__SOURCE MATERIAL__:
##############################

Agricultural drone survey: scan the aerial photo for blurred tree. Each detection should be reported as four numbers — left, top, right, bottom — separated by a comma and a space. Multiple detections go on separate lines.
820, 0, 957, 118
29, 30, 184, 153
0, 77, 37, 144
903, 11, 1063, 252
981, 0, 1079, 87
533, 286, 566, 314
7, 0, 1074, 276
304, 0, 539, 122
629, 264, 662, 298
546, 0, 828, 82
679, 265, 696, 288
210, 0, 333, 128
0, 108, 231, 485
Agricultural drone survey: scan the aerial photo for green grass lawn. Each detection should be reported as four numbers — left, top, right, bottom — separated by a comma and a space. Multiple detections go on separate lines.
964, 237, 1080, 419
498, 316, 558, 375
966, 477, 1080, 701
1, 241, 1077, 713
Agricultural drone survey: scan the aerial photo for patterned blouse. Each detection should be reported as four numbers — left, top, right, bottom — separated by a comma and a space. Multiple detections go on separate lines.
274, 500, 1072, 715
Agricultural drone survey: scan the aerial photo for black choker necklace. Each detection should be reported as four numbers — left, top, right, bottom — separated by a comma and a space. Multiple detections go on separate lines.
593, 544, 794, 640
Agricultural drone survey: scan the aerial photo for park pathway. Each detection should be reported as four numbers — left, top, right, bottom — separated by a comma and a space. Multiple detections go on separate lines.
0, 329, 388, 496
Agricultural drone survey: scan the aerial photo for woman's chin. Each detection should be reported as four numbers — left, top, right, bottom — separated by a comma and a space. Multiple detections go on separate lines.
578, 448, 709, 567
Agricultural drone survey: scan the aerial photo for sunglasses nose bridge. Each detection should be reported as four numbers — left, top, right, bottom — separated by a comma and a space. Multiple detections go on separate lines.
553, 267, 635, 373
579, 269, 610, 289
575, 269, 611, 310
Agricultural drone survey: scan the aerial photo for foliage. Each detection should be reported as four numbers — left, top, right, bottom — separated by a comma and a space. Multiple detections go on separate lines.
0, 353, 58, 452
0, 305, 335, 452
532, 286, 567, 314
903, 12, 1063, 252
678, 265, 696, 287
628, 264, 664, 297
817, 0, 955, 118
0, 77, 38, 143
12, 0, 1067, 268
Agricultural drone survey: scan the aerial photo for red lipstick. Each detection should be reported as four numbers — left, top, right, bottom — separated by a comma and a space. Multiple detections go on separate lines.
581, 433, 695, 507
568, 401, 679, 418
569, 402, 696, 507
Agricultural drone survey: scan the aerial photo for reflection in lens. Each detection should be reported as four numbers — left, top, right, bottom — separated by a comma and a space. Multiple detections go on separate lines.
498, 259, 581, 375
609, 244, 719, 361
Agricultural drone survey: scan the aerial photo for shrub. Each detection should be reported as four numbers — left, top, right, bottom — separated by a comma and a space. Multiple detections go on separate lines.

##############################

__PROBLEM DESCRIPTION__:
What are the lines from the one with "Agricultural drone survey: scan the aerial photo for red" through the end of the entries? Give them again exactly, both end lines included.

__SOLUTION FOR THIS EXERCISE__:
Agricultural drone survey: scan the aerial photo for red lipstick. Each detection should be reported as four numbers — left, top, right, bottom — separated by a comma and a space. Multiple detections go on separate lines.
581, 433, 695, 507
568, 401, 679, 418
569, 402, 696, 507
Agricultural drone survey: scan the aerial photo for reflection in lens. Each detection should be reported as four numbers — left, top, right, bottom — separated by a comma and a space. Multiple detections go on separate lines.
498, 259, 581, 375
609, 244, 719, 361
Agricultural drone survey: scan the aerial photo for shrub. Each detection should be reported as four numbers — left, top, right, bottom — separated by a comma and a space. Multiple detections go on separate lines.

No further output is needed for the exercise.